[Referring expression pointing data]
Start of Block
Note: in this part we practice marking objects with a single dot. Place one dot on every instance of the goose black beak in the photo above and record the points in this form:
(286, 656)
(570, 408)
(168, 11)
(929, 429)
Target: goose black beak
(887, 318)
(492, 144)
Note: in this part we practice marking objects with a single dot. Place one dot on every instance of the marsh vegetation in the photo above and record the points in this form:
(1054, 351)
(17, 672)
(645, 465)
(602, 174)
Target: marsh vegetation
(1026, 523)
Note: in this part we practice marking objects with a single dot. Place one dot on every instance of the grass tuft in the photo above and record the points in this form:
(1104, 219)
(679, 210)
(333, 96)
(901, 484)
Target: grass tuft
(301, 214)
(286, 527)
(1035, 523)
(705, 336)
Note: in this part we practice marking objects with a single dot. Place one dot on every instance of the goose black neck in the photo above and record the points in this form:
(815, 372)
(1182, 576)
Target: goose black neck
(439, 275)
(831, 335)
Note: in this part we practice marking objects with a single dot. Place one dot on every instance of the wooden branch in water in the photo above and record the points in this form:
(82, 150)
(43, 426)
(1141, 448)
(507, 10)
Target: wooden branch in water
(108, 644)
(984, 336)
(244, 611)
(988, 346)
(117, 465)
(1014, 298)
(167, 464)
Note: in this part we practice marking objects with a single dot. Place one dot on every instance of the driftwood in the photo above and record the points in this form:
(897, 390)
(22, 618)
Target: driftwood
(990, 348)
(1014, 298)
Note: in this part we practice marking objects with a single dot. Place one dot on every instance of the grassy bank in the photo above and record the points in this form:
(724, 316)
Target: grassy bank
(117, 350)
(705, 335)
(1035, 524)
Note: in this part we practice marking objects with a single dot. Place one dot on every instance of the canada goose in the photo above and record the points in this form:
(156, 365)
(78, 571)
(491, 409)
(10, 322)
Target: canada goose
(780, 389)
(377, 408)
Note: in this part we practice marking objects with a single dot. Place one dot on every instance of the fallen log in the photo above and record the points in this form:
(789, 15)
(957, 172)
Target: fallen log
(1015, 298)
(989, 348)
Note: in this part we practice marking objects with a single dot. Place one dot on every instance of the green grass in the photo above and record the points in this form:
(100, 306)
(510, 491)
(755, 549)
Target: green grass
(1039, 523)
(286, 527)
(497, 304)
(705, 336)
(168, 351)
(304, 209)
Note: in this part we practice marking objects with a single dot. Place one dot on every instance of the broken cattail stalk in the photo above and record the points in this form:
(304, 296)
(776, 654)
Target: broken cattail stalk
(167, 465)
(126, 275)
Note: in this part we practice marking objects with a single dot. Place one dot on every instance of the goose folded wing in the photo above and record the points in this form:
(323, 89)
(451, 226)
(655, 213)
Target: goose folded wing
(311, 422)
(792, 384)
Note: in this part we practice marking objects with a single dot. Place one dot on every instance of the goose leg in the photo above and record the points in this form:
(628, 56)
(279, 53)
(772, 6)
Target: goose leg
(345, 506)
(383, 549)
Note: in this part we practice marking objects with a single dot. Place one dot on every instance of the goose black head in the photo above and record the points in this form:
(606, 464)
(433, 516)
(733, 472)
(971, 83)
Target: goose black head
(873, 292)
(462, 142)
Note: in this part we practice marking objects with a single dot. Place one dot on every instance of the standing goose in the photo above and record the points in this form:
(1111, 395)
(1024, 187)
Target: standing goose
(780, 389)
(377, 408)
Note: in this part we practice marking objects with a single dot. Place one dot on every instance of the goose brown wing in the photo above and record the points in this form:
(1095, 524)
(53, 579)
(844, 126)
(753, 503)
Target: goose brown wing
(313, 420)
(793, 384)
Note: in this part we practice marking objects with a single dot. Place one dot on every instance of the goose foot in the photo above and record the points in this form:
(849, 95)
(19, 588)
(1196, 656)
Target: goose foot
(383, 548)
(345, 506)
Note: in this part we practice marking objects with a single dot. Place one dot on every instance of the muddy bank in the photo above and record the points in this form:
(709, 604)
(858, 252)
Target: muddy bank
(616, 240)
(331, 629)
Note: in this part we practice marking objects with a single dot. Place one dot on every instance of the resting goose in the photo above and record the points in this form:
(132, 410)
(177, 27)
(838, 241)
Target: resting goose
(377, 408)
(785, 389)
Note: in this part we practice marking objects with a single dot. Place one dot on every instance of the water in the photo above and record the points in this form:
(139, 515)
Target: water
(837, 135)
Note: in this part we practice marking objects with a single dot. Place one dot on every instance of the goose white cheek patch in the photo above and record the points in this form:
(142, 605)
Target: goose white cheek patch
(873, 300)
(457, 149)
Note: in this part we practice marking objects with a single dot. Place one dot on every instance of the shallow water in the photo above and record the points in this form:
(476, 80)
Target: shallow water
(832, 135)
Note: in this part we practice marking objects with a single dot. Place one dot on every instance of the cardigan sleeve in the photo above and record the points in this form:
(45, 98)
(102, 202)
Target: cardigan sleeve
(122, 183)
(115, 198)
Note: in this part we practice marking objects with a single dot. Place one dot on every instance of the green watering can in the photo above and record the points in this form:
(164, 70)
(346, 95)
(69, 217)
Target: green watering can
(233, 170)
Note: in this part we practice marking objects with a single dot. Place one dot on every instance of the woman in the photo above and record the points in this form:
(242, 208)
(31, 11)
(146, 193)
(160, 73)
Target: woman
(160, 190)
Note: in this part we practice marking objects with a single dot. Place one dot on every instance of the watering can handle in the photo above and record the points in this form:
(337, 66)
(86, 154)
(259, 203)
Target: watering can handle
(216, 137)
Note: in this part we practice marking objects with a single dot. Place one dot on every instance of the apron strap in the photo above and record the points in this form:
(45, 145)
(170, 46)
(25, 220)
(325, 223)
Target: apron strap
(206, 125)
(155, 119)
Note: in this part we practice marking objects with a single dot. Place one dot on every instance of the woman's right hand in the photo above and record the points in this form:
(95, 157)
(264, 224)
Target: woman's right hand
End of Block
Start of Block
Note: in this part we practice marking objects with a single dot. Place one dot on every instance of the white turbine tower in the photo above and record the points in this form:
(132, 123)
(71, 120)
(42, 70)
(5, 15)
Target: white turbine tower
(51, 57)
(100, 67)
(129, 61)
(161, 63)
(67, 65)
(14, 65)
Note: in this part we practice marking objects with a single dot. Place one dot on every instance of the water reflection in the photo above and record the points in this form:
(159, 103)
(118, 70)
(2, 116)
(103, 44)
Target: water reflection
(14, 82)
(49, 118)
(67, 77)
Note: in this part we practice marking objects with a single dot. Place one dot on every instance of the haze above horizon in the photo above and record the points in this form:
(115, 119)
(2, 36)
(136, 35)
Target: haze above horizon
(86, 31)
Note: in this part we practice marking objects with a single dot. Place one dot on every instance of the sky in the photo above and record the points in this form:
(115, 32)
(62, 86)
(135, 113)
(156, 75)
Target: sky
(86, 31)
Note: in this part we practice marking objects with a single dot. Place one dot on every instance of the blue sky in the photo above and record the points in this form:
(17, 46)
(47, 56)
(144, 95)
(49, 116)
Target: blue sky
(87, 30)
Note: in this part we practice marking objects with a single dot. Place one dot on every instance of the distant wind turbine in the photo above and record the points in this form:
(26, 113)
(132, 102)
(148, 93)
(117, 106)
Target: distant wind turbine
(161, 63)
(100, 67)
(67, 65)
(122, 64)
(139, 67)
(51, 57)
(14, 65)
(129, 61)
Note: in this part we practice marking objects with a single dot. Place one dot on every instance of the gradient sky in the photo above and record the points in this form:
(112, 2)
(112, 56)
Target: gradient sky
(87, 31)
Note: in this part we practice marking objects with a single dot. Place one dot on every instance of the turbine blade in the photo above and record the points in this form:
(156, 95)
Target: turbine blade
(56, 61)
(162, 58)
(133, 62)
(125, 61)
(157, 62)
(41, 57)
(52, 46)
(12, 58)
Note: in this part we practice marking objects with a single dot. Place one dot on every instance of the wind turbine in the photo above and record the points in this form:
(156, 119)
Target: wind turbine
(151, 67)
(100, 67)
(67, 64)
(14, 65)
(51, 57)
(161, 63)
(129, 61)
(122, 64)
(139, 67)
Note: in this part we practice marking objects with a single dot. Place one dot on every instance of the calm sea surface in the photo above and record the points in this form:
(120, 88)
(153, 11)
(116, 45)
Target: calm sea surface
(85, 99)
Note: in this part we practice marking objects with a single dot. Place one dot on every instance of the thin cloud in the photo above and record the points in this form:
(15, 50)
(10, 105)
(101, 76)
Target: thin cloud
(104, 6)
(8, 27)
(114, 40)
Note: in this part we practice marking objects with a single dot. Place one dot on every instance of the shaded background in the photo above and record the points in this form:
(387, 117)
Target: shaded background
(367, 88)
End of Block
Start of Block
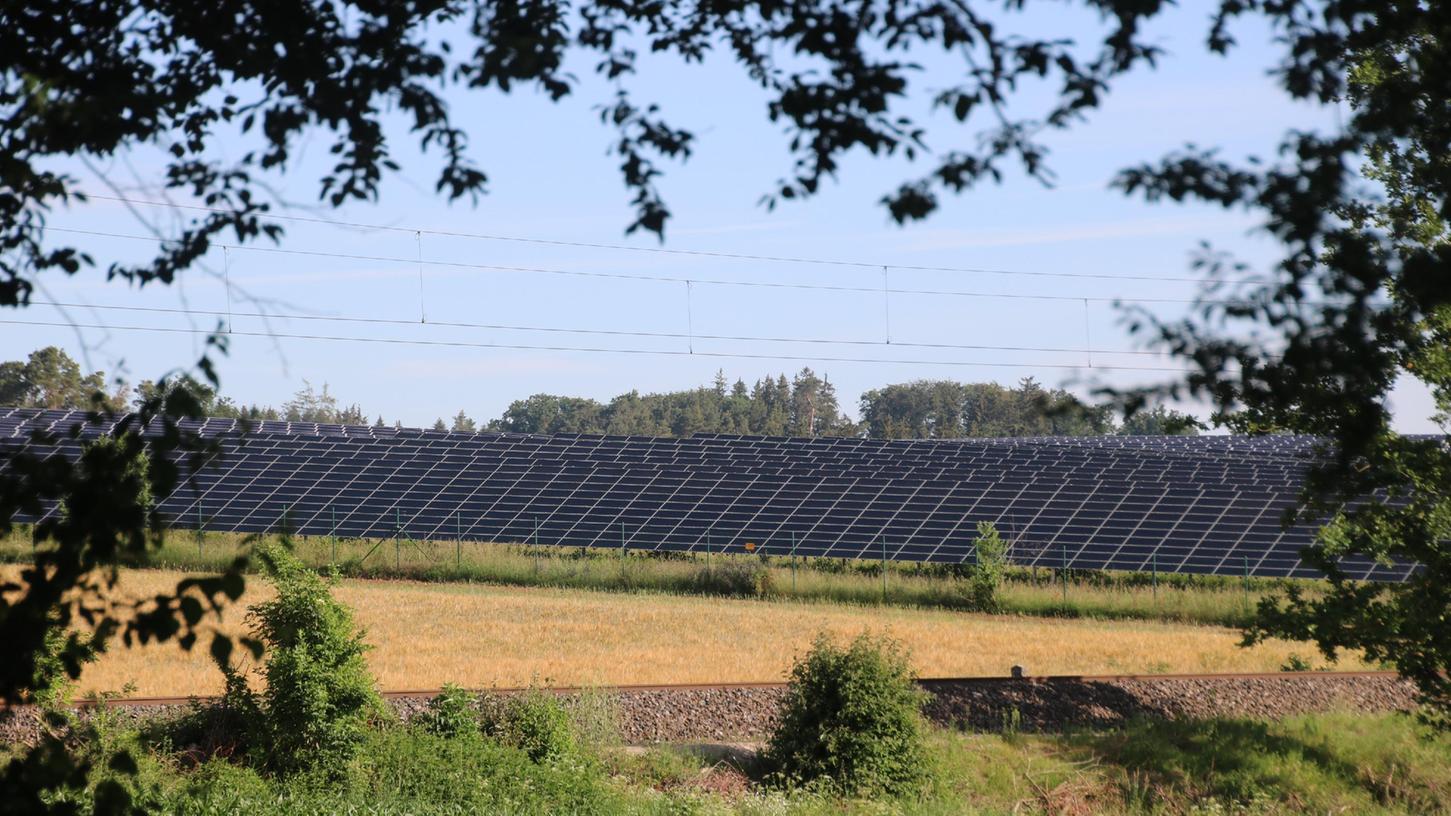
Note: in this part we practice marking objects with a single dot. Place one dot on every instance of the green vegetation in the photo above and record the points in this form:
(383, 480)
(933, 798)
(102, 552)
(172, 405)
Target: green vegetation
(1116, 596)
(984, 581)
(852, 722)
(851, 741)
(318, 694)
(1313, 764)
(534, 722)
End of Block
How many lines in these entries contain the string "right"? State the number and nothing more.

2